* Start Information supplied *

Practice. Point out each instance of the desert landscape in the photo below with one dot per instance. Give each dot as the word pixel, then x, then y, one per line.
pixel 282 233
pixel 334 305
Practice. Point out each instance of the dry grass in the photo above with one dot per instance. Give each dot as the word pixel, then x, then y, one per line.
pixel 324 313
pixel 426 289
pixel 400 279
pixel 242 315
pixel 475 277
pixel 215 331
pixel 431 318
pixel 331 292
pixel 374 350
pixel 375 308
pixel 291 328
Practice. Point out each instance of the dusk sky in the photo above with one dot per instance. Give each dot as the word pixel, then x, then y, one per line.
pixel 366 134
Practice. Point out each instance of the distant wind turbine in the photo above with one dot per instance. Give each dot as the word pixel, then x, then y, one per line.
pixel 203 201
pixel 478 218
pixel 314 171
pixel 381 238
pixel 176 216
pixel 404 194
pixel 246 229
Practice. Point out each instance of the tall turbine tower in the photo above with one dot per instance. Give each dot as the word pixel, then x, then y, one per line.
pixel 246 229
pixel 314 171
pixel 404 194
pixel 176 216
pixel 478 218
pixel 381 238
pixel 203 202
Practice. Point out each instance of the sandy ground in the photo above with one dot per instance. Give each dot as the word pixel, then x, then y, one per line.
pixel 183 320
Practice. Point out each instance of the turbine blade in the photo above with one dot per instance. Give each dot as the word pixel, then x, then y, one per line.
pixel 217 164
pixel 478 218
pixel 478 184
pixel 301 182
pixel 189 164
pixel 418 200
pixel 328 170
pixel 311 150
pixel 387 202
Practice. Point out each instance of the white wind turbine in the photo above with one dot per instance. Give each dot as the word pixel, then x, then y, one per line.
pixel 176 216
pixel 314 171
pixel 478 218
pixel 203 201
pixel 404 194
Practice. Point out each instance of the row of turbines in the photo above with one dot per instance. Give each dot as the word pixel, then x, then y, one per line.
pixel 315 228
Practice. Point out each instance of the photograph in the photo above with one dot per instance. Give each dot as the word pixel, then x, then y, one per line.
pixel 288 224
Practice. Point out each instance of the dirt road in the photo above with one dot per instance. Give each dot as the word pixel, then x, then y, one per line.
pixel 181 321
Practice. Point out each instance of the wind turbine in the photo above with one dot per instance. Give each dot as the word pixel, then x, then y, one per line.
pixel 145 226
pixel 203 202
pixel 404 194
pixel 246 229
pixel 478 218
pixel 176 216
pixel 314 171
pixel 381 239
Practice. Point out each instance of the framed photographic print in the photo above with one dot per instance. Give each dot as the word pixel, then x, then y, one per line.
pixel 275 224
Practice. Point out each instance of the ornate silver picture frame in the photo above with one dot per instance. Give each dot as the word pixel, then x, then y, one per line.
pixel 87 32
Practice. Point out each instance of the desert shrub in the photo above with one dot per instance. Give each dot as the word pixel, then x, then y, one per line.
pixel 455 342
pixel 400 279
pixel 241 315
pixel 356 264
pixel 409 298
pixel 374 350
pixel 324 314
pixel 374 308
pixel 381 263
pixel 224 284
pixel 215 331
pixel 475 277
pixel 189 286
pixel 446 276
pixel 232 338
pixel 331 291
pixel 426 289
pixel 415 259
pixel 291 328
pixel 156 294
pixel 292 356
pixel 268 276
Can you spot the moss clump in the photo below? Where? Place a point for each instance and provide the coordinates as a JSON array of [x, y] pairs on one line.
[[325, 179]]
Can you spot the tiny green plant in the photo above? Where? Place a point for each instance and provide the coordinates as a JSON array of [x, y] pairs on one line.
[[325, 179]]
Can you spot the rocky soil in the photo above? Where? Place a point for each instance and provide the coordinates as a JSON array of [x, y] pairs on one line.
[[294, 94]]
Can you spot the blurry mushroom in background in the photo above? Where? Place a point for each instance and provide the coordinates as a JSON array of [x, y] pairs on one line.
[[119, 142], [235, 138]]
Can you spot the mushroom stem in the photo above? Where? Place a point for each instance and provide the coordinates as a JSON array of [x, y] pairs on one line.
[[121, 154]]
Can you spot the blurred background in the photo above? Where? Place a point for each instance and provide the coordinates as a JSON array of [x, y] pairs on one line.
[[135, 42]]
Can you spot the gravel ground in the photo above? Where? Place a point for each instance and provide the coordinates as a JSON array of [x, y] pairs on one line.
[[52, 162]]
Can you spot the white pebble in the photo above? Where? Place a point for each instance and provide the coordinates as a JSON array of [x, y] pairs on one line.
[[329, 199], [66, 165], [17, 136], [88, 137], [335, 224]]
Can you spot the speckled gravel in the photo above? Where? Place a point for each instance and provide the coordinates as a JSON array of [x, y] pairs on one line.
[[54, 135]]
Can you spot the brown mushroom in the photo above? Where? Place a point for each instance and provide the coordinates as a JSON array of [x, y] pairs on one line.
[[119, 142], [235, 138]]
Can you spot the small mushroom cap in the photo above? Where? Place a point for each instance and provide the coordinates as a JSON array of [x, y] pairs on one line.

* End Information supplied *
* Start Information supplied *

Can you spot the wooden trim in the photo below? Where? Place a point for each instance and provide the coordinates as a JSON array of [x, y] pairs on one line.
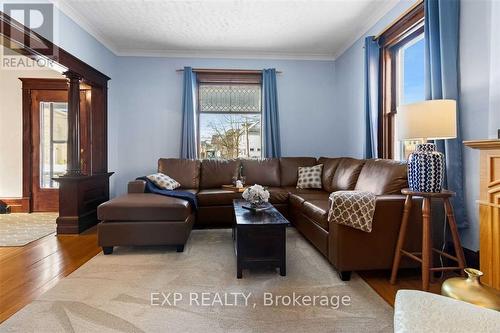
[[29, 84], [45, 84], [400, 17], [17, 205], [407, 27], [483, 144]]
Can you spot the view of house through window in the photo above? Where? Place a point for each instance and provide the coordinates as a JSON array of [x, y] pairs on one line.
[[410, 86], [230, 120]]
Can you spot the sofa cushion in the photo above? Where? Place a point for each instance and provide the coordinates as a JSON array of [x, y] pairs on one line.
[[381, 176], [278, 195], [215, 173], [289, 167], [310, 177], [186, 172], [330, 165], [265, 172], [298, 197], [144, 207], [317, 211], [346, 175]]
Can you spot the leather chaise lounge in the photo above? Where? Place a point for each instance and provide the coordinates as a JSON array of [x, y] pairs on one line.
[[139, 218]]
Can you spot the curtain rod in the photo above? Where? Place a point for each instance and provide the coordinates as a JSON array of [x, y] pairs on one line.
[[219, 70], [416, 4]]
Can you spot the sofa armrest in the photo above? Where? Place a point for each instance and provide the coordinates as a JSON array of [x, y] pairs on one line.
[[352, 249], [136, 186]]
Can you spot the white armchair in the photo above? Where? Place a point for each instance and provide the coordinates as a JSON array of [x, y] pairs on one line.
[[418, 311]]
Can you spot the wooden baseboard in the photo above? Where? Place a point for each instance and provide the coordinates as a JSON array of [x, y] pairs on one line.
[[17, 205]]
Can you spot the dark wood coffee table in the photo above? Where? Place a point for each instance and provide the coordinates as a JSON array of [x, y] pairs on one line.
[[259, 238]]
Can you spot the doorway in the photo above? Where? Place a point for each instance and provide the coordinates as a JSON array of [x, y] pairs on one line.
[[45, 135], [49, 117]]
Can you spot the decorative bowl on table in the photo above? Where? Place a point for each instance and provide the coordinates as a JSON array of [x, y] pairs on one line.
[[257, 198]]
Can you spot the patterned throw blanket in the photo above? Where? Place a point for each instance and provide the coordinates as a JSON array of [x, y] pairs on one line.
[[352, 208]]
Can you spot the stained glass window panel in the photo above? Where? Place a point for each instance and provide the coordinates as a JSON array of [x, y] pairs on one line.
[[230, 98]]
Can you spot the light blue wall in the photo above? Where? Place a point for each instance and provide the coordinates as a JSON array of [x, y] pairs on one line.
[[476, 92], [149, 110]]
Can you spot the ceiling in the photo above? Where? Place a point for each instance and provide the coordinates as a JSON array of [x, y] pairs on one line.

* End Information supplied *
* Start Information supplied *

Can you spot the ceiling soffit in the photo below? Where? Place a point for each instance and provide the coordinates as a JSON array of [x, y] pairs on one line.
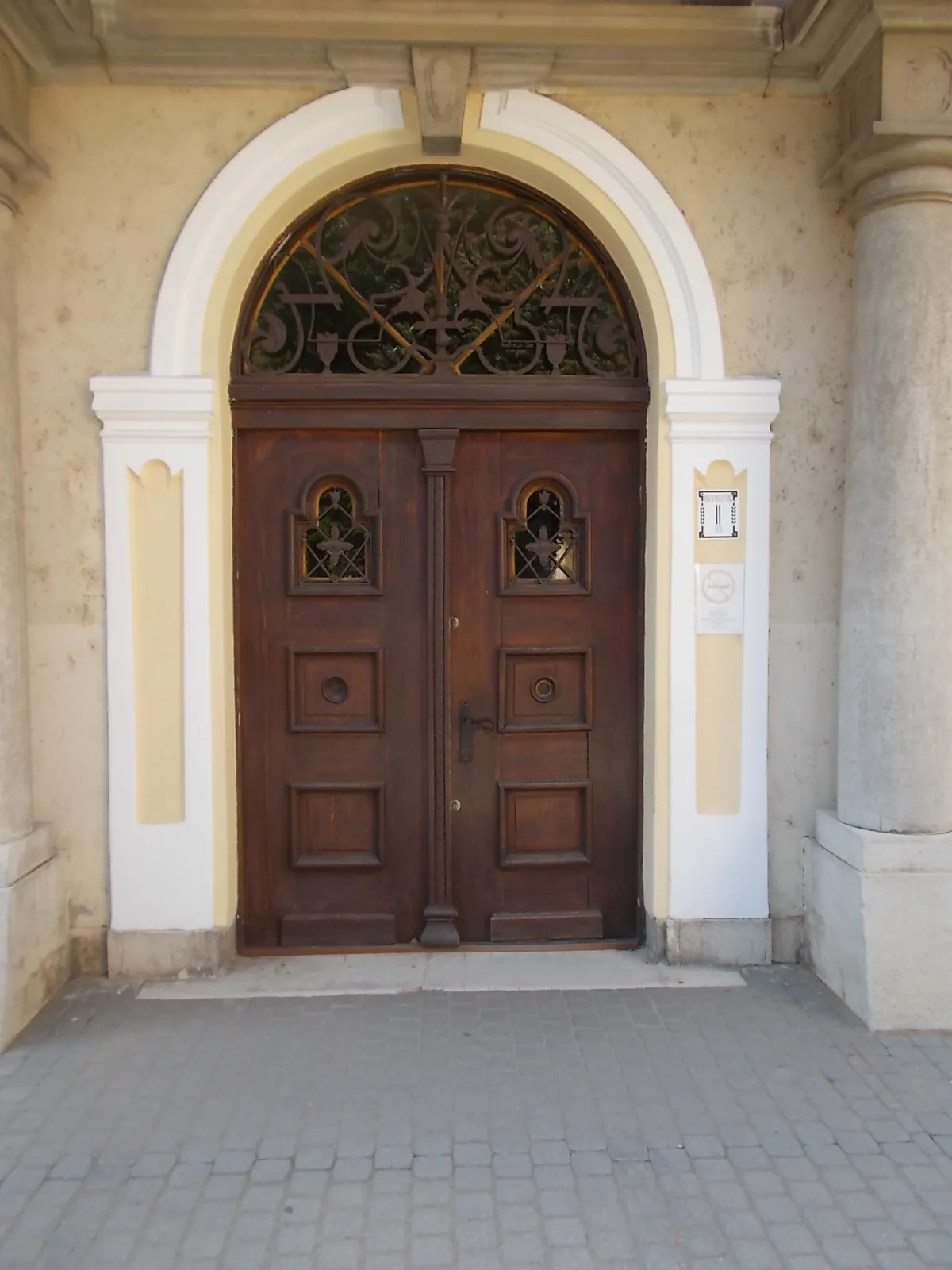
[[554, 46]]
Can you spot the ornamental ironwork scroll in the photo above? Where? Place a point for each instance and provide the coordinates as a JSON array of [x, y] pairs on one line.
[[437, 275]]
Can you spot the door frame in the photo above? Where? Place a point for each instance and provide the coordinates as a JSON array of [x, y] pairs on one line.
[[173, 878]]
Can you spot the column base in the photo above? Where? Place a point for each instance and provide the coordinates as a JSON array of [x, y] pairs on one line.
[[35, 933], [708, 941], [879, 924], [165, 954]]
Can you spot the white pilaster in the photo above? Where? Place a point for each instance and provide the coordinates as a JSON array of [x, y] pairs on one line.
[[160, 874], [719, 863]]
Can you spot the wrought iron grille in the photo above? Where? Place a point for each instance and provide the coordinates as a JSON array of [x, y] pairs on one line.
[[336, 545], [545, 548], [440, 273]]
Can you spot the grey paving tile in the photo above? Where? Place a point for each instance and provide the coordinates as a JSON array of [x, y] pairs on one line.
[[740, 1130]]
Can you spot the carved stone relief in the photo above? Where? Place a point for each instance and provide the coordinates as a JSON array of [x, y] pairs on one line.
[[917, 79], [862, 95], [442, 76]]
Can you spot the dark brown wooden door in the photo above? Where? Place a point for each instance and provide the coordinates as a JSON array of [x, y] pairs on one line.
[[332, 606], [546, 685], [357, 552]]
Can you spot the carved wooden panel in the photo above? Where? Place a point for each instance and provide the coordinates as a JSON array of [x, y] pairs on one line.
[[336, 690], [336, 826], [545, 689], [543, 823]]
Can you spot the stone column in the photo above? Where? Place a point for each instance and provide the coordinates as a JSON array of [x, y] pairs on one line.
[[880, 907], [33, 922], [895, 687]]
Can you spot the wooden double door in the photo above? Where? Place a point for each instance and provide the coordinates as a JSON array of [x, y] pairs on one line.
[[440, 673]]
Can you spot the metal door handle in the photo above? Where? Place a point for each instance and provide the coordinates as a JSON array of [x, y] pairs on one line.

* End Information supplied *

◆ **The exercise**: Write out the lines above word for word, starting at the line containing "Can you spot the column" and ending at the line containing "[[160, 874], [719, 863]]", both included.

◆ **Solution for this problem**:
Can you spot the column base in the photo above? Where? Place a point for each instance and provide the coordinates as a JSON array of [x, y] pairs on one line.
[[35, 933], [708, 941], [879, 924], [165, 954]]
Can you spot the white pilaster in the photo above? Where? Place a point for each instance and provide the coordinates as a JSON array of [x, y] pairs on one line.
[[160, 874], [719, 863]]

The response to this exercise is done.